Problem: List each line of the entries below that contains the string "Target". Case must match.

(Labeled-object pointing entries)
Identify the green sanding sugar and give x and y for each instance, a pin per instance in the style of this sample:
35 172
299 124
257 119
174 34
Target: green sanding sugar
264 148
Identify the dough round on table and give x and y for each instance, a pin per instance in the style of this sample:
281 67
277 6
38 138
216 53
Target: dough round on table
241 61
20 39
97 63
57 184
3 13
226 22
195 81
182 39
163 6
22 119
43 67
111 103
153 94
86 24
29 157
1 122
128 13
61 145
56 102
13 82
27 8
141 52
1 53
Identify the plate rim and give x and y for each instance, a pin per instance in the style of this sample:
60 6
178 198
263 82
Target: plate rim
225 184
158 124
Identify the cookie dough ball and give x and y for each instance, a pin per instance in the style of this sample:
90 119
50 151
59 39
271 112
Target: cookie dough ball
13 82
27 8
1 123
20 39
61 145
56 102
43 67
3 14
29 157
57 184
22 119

---

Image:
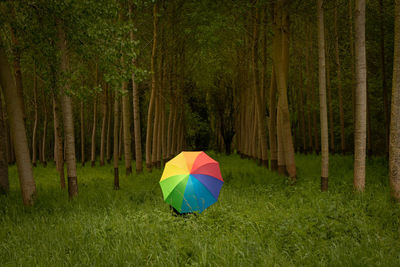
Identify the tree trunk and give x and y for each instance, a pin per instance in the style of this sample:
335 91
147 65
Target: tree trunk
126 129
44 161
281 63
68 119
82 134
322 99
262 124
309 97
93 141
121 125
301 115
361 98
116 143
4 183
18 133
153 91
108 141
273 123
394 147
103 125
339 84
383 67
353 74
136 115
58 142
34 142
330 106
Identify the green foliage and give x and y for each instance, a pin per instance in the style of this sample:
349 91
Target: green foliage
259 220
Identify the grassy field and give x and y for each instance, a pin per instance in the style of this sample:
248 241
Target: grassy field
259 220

...

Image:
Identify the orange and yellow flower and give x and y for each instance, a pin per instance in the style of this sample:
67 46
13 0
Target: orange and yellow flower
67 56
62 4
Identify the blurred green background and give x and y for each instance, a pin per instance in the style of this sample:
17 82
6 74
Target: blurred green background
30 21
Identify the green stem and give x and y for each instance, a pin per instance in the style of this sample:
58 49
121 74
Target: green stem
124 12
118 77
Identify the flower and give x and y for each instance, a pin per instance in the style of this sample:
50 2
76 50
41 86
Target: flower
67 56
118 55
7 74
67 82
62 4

Written solution:
Target: green sanding sugar
Target: dough round on table
Target: plate rim
Target: cookie dough ball
Target: tree trunk
Target: green foliage
Target: grassy field
Target: orange and yellow flower
Target: blurred green background
Target: green stem
Target: flower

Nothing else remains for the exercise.